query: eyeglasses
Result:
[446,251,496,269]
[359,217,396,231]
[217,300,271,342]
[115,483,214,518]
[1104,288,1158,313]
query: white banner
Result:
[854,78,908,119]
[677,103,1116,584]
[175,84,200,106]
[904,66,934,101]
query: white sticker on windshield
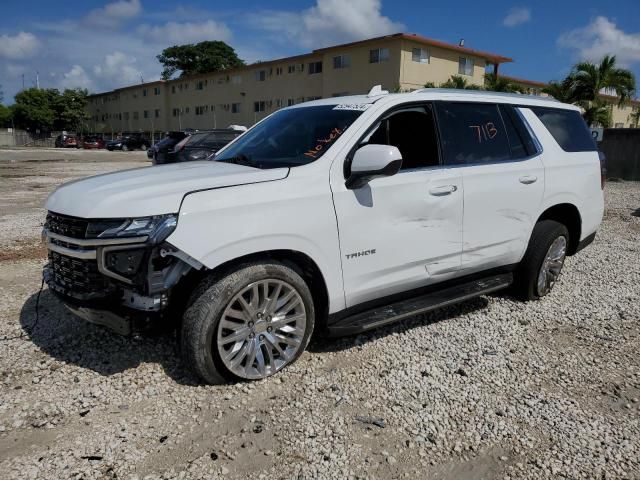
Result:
[333,103,371,112]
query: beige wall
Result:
[400,40,487,90]
[89,38,496,134]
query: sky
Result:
[0,0,640,104]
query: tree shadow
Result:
[307,297,489,353]
[20,289,201,386]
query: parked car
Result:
[54,133,80,148]
[107,135,151,152]
[44,87,604,383]
[147,132,190,165]
[164,129,243,163]
[82,136,106,150]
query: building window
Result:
[333,55,351,68]
[411,48,429,63]
[309,62,322,75]
[458,57,473,77]
[369,48,389,63]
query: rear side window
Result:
[437,102,511,165]
[531,107,597,152]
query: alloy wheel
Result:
[537,236,567,297]
[217,279,307,379]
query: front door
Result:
[331,104,463,307]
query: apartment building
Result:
[88,33,513,134]
[502,75,640,128]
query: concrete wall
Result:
[598,128,640,181]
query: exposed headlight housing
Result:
[93,213,178,245]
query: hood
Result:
[45,161,289,218]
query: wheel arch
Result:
[536,203,582,255]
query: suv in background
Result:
[44,87,604,383]
[164,129,244,163]
[147,132,190,165]
[107,135,151,152]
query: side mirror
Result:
[345,144,402,190]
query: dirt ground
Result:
[0,149,640,479]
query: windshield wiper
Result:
[214,154,260,168]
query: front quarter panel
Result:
[168,171,344,313]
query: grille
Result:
[45,212,125,239]
[45,212,89,238]
[49,251,108,297]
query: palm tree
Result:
[440,75,481,90]
[484,73,522,93]
[572,55,636,106]
[542,74,578,103]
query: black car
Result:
[147,132,190,165]
[107,135,151,152]
[166,129,243,163]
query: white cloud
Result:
[558,17,640,66]
[250,0,405,48]
[60,65,93,89]
[93,52,144,86]
[0,32,40,60]
[138,20,231,45]
[85,0,142,28]
[502,7,531,28]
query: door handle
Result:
[429,185,458,197]
[519,175,538,185]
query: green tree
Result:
[484,73,522,93]
[11,88,59,130]
[440,75,481,90]
[157,40,244,80]
[572,55,636,105]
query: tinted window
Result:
[531,107,597,152]
[437,102,511,165]
[499,105,537,159]
[362,105,440,170]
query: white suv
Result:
[44,88,603,383]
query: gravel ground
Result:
[0,151,640,479]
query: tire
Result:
[180,261,315,384]
[513,220,569,300]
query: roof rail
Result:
[367,85,389,97]
[411,88,558,102]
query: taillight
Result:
[598,150,607,190]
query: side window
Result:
[361,105,440,170]
[531,107,597,152]
[437,102,511,165]
[498,105,537,160]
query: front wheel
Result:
[514,220,569,300]
[181,261,315,384]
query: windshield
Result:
[212,105,363,168]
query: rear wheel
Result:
[514,220,569,300]
[181,261,315,383]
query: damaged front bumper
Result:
[43,216,202,335]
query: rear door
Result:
[437,102,544,273]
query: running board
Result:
[329,273,513,337]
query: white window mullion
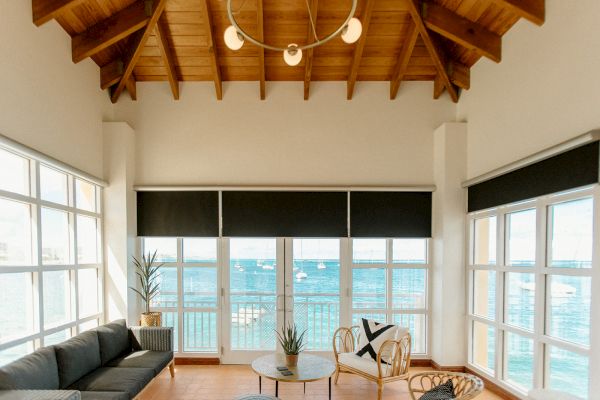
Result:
[175,238,185,353]
[494,208,507,379]
[533,199,549,388]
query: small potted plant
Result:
[129,251,163,326]
[276,324,306,367]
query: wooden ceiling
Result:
[32,0,545,102]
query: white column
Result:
[431,123,467,366]
[103,122,140,325]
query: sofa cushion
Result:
[0,347,59,390]
[69,367,154,398]
[107,350,173,375]
[81,392,129,400]
[338,353,392,378]
[95,319,131,365]
[54,331,100,389]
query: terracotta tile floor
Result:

▸ **EXERCISE DESCRIPTION**
Reproduce each entry precisely, dropping only the pictures.

▸ **SOLVED PROBLEM**
query: eyeglasses
Result:
[446,251,496,269]
[359,217,396,231]
[217,300,271,342]
[115,483,214,518]
[1104,288,1158,313]
query: white banner
Result:
[854,78,908,119]
[677,103,1116,584]
[175,84,200,106]
[904,66,934,101]
query: white sticker on windshield
Result:
[333,103,371,112]
query: beige wall
Result:
[400,40,487,90]
[89,38,496,134]
query: sky
Result:
[0,0,640,104]
query: tree shadow
Result:
[307,297,489,353]
[20,289,201,386]
query: parked car
Result:
[54,133,80,148]
[107,135,151,152]
[44,87,604,383]
[147,132,190,165]
[164,129,243,163]
[82,136,106,150]
query: building window
Result:
[333,55,351,68]
[411,48,429,63]
[309,62,322,75]
[458,57,473,77]
[369,48,389,63]
query: rear side window
Result:
[437,102,511,165]
[531,107,597,152]
query: alloy wheel
Result:
[537,236,567,297]
[217,279,307,379]
query: front door
Result:
[331,104,463,307]
query: apartment building
Result:
[88,33,513,134]
[502,75,640,128]
query: concrete wall
Result:
[598,128,640,181]
query: exposed headlight housing
Result:
[93,213,178,245]
query: hood
Result:
[45,161,289,218]
query: wheel arch
Result:
[536,203,582,255]
query: suv in background
Result:
[44,87,604,383]
[164,129,244,163]
[147,132,190,165]
[107,135,151,152]
query: side mirror
Result:
[345,144,402,190]
query: dirt ground
Result:
[0,149,640,479]
query: windshield wiper
Result:
[214,154,260,168]
query: front quarter panel
Result:
[168,171,344,313]
query: grille
Result:
[45,212,125,239]
[45,212,89,238]
[49,251,108,297]
query: palm tree
Result:
[440,75,481,90]
[484,73,522,93]
[572,55,636,106]
[542,74,578,103]
query: black car
Result:
[147,132,190,165]
[107,135,151,152]
[166,129,243,163]
query: white cloud
Result:
[558,17,640,66]
[250,0,405,48]
[60,65,93,89]
[93,52,144,86]
[0,32,40,60]
[138,20,231,45]
[85,0,142,28]
[502,7,531,28]
query: door handle
Result:
[429,185,458,197]
[519,175,538,185]
query: green tree
Result:
[484,73,522,93]
[11,88,59,130]
[440,75,481,90]
[157,40,244,80]
[572,55,636,105]
query: tinted window
Result:
[531,107,597,152]
[437,102,511,165]
[499,105,537,159]
[362,105,440,170]
query: white suv
Result:
[44,88,603,383]
query: gravel ground
Result:
[0,151,640,479]
query: tire
Result:
[180,261,315,384]
[513,220,569,300]
query: roof rail
Result:
[367,85,389,97]
[411,88,558,102]
query: taillight
Result:
[598,150,607,190]
query: side window
Result:
[361,105,440,170]
[531,107,597,152]
[437,102,511,165]
[498,105,537,160]
query: front wheel
Result:
[514,220,569,300]
[181,261,315,384]
query: windshield
Result:
[212,105,363,168]
query: rear wheel
Result:
[514,220,569,300]
[181,261,315,383]
query: damaged front bumper
Result:
[43,216,202,335]
query: rear door
Result:
[437,102,544,273]
query: running board
Result:
[329,273,513,337]
query: white window mullion
Result:
[175,238,185,353]
[494,208,507,379]
[533,199,549,388]
query: small potted plant
Result:
[129,251,163,326]
[276,324,306,367]
query: wooden ceiling
Result:
[32,0,545,102]
query: white column
Result:
[431,123,467,366]
[103,122,140,325]
query: sofa cushion
Result:
[0,347,59,390]
[69,367,154,398]
[107,350,173,375]
[81,392,129,400]
[338,353,392,378]
[95,319,131,365]
[54,331,100,389]
query: terracotta tile floor
Result:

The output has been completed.